*** Opening of Data for processing ***
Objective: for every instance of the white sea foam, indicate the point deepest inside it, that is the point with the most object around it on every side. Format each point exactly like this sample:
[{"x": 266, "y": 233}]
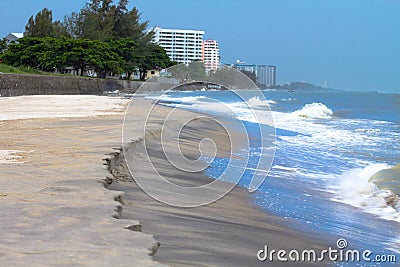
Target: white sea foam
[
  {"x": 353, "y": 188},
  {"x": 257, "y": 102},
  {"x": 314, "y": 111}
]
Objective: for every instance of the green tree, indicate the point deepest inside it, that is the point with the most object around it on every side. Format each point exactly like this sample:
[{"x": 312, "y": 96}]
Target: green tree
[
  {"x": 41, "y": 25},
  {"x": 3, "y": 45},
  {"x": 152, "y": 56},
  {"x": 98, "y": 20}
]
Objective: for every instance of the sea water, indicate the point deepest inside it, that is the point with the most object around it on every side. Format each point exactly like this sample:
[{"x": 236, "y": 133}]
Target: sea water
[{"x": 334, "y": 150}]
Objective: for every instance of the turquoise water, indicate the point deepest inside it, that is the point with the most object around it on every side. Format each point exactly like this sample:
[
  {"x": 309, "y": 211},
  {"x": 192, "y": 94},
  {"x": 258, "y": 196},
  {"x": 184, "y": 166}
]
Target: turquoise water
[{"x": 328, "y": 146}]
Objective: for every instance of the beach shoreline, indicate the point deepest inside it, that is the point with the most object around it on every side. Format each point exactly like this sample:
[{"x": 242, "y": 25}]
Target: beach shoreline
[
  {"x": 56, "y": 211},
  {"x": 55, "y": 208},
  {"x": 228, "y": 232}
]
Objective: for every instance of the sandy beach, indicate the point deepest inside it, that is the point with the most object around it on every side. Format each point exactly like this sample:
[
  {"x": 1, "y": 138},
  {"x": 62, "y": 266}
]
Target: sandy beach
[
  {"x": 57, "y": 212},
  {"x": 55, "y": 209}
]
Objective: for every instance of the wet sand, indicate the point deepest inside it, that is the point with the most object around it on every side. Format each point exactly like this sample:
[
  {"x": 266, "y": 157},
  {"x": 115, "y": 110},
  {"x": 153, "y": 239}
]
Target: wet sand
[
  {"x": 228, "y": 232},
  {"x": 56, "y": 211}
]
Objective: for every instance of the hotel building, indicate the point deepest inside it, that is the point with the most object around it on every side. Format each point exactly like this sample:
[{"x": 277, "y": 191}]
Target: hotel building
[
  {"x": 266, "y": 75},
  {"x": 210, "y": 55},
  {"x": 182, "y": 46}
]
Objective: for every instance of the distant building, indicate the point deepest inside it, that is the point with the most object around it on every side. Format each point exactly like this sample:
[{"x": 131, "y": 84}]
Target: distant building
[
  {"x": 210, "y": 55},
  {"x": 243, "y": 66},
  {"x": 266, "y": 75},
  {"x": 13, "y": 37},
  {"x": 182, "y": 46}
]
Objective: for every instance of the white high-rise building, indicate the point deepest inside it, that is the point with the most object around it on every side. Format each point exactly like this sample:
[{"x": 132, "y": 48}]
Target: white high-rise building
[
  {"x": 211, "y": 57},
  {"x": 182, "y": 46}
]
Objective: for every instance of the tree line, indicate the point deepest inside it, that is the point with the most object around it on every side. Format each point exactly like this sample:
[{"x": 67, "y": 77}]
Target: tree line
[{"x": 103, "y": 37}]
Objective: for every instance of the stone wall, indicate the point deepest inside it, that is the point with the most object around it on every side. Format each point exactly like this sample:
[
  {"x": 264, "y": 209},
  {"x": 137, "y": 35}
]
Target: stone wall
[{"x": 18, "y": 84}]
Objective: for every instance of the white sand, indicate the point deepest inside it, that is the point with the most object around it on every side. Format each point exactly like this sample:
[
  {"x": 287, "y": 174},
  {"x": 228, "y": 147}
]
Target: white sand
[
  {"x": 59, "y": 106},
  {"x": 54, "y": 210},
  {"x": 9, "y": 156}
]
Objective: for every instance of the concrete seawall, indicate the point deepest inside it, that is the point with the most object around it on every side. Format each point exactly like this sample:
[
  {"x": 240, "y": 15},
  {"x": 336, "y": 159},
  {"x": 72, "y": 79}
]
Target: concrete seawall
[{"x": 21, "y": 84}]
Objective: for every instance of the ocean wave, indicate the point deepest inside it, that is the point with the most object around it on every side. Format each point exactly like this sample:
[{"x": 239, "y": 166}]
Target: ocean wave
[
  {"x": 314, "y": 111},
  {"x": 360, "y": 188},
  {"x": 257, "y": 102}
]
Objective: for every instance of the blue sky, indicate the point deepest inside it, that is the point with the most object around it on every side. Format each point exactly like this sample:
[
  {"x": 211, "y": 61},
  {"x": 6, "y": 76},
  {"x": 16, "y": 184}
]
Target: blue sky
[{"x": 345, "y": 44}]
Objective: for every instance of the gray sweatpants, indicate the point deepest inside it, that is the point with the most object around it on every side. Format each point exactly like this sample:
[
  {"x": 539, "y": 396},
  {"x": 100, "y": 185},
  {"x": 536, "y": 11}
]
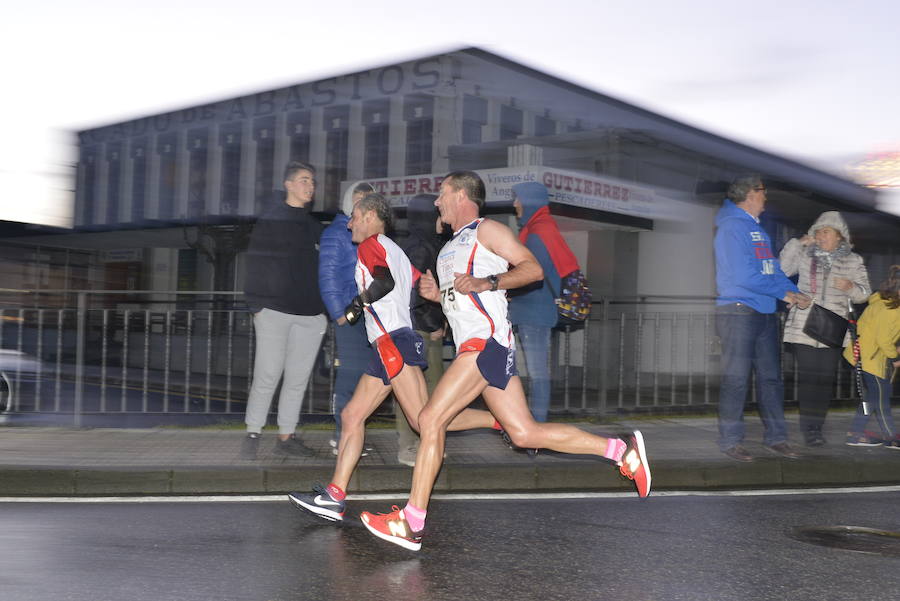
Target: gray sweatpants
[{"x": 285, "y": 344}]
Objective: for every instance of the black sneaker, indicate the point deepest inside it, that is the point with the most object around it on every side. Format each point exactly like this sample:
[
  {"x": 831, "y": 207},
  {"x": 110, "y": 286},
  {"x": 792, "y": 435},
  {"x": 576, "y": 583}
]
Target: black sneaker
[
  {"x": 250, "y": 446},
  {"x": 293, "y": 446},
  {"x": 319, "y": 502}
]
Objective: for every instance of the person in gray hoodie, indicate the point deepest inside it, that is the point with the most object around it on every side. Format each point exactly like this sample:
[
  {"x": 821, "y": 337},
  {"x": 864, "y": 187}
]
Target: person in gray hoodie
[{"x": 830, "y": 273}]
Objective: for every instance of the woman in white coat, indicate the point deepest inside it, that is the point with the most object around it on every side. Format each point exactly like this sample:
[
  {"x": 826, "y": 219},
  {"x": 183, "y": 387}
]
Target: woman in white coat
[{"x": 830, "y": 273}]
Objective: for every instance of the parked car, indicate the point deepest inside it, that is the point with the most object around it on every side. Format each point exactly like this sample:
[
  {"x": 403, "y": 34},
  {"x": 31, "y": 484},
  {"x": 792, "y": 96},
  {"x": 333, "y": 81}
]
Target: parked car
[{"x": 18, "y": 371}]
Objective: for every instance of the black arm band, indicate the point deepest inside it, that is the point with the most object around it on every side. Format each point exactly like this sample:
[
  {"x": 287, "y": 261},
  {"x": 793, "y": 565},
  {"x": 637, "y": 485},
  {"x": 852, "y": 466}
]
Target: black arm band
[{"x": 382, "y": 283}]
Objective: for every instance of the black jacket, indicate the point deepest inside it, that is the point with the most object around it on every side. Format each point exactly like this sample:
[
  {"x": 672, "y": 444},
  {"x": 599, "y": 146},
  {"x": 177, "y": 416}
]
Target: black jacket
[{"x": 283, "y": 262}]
*** Close of Data for processing ***
**Activity:** Repeat the records above word for word. Pictures stay out of the copy.

**Solution to this problem:**
Objective: for every instance of the white sea foam, indicate the point deepest inside it, that is the point with the most object around it on every side. Format each point exactly like this sample:
[{"x": 266, "y": 233}]
Target: white sea foam
[
  {"x": 353, "y": 188},
  {"x": 257, "y": 102},
  {"x": 314, "y": 111}
]
Objective: for every instance of the green tree, indicate the point deepest inside it, that is the point with the most object around it on every side. Format each point exactly like this sample:
[{"x": 312, "y": 96}]
Target: green tree
[
  {"x": 41, "y": 25},
  {"x": 3, "y": 45},
  {"x": 152, "y": 56},
  {"x": 98, "y": 20}
]
Objective: for every instance of the sea water, indicate the point deepest inside it, that is the point with the most object around it on every side. Format each point exactly like this sample:
[{"x": 236, "y": 133}]
Target: sea water
[{"x": 334, "y": 150}]
Objective: for every instance of the turquoise water, indicate the point deepest inside it, that is the point with the most object around it on every side. Format each point exactly like this sample:
[
  {"x": 309, "y": 211},
  {"x": 192, "y": 94},
  {"x": 258, "y": 196},
  {"x": 184, "y": 166}
]
Target: turquoise water
[{"x": 328, "y": 146}]
Objective: for every instance of the beach shoreline, indicate the point deepest inside it, that is the point with the most object around it on every side. Format each point exactly like this sample:
[{"x": 242, "y": 25}]
Target: beach shoreline
[
  {"x": 56, "y": 211},
  {"x": 55, "y": 208},
  {"x": 228, "y": 232}
]
Objective: for every instance of the sandy beach, indicate the point deepest inside it, that is the point with the most object around it on every side. Format each point exactly like this sample:
[
  {"x": 1, "y": 138},
  {"x": 62, "y": 266}
]
Target: sandy beach
[
  {"x": 57, "y": 212},
  {"x": 55, "y": 209}
]
Objective: for every instance of the wet sand, indicate the point deepest inside it, that is the point with the most object around it on every side. Format each point exactly like this sample:
[
  {"x": 266, "y": 157},
  {"x": 115, "y": 110},
  {"x": 153, "y": 239}
]
Target: wet sand
[
  {"x": 228, "y": 232},
  {"x": 56, "y": 211}
]
Objective: for every instance of the hotel building, indicate the point deepest inside it, that is the point with the most object around it on every side. Format each point exactly like this sample:
[{"x": 277, "y": 191}]
Target: hotel building
[
  {"x": 266, "y": 75},
  {"x": 210, "y": 55},
  {"x": 182, "y": 46}
]
Objective: for every instance of the distant building, indicate the point deepest inside it, that is the point with the most object around it on every side. Format each point exactly like this sample:
[{"x": 131, "y": 84}]
Target: distant building
[
  {"x": 210, "y": 55},
  {"x": 243, "y": 66},
  {"x": 266, "y": 75},
  {"x": 13, "y": 37},
  {"x": 182, "y": 46}
]
Objective: for every instance of the white high-rise building, indicate the point deepest inside it, that is the point with the most object around it on every side. Format each point exactly like this sample:
[{"x": 132, "y": 48}]
Target: white high-rise building
[
  {"x": 211, "y": 57},
  {"x": 182, "y": 46}
]
Objective: for every instance of the tree line, indicate the point deepest inside it, that is the point with the most object around it on every side. Format each point exactly like this sample:
[{"x": 67, "y": 77}]
Target: tree line
[{"x": 103, "y": 37}]
Objective: for every instance of the stone wall, indicate the point deepest inside it, that is the point with the most object around it on every side. Format each point exactly like this sample:
[
  {"x": 264, "y": 209},
  {"x": 137, "y": 35}
]
Target: stone wall
[{"x": 18, "y": 84}]
Objective: for every instance of the white sand, indicate the point deepest inside it, that is the point with the most object around it on every side. Format each point exactly like this sample:
[
  {"x": 287, "y": 174},
  {"x": 228, "y": 147}
]
Target: white sand
[
  {"x": 59, "y": 106},
  {"x": 54, "y": 210},
  {"x": 9, "y": 156}
]
Objective: for every instance of the concrete seawall, indicate the point deepest inside it, that is the point with the most object around it on every side. Format each point exactly like this sample:
[
  {"x": 240, "y": 15},
  {"x": 336, "y": 159},
  {"x": 72, "y": 79}
]
Target: concrete seawall
[{"x": 21, "y": 84}]
Objective: for every instance of the ocean wave, indicate the point deepest inside it, that is the point with the most object around it on every side. Format each point exactly like this sample:
[{"x": 239, "y": 166}]
Target: ocean wave
[
  {"x": 314, "y": 111},
  {"x": 360, "y": 188},
  {"x": 257, "y": 102}
]
Objective: for every instance of the blue sky, indicate the point deepest inside it, that is the point with the most object around it on every side. Format each point exactly like this sample:
[
  {"x": 211, "y": 61},
  {"x": 6, "y": 76},
  {"x": 16, "y": 184}
]
Target: blue sky
[{"x": 345, "y": 44}]
Objective: for every instance of the gray sweatpants, indicate the point deepest inside it, that is the point with the most object around it on every side. Format each point exactly like this sample:
[
  {"x": 539, "y": 396},
  {"x": 100, "y": 185},
  {"x": 536, "y": 11}
]
Target: gray sweatpants
[{"x": 285, "y": 344}]
Objective: for every instance of the black sneaker, indicate the point deepest inside it, that is the point with the most object around it on every side. Format each point exactly like this sample:
[
  {"x": 831, "y": 207},
  {"x": 110, "y": 286},
  {"x": 792, "y": 435},
  {"x": 576, "y": 583}
]
Target: black sneaker
[
  {"x": 250, "y": 446},
  {"x": 293, "y": 446},
  {"x": 319, "y": 502}
]
Objective: for every instance of the person in gray hoodie, indicate the point deepest inside it, that is the point with the most object around it on every side. Format each point exactly like this sample:
[
  {"x": 821, "y": 337},
  {"x": 864, "y": 187}
]
Target: person in gray hoodie
[{"x": 830, "y": 273}]
Objective: for every instance of the woman in white coat, indicate the point deepest inside it, that is the point with the most object around it on every side. Format each point exactly like this sample:
[
  {"x": 826, "y": 219},
  {"x": 183, "y": 387}
]
Target: woman in white coat
[{"x": 830, "y": 273}]
Objective: for every instance of the parked car, indicate the point deepest inside it, that is the point with the most object around it on every side. Format each point exactly like this sample:
[
  {"x": 403, "y": 34},
  {"x": 31, "y": 484},
  {"x": 792, "y": 96},
  {"x": 333, "y": 81}
]
Target: parked car
[{"x": 18, "y": 371}]
Objective: for every instance of the black arm band, indicate the point deepest inside it, that is the point with the most object around it on every side. Format each point exactly like this sample:
[
  {"x": 287, "y": 261},
  {"x": 793, "y": 565},
  {"x": 637, "y": 485},
  {"x": 852, "y": 466}
]
Target: black arm band
[{"x": 382, "y": 283}]
Objective: for every instance of the black jacket, indicate the point deepest inside it, that is the point with the most object around it on every side. Format each point exactly like this sample:
[
  {"x": 672, "y": 444},
  {"x": 599, "y": 146},
  {"x": 177, "y": 416}
]
Target: black jacket
[{"x": 283, "y": 262}]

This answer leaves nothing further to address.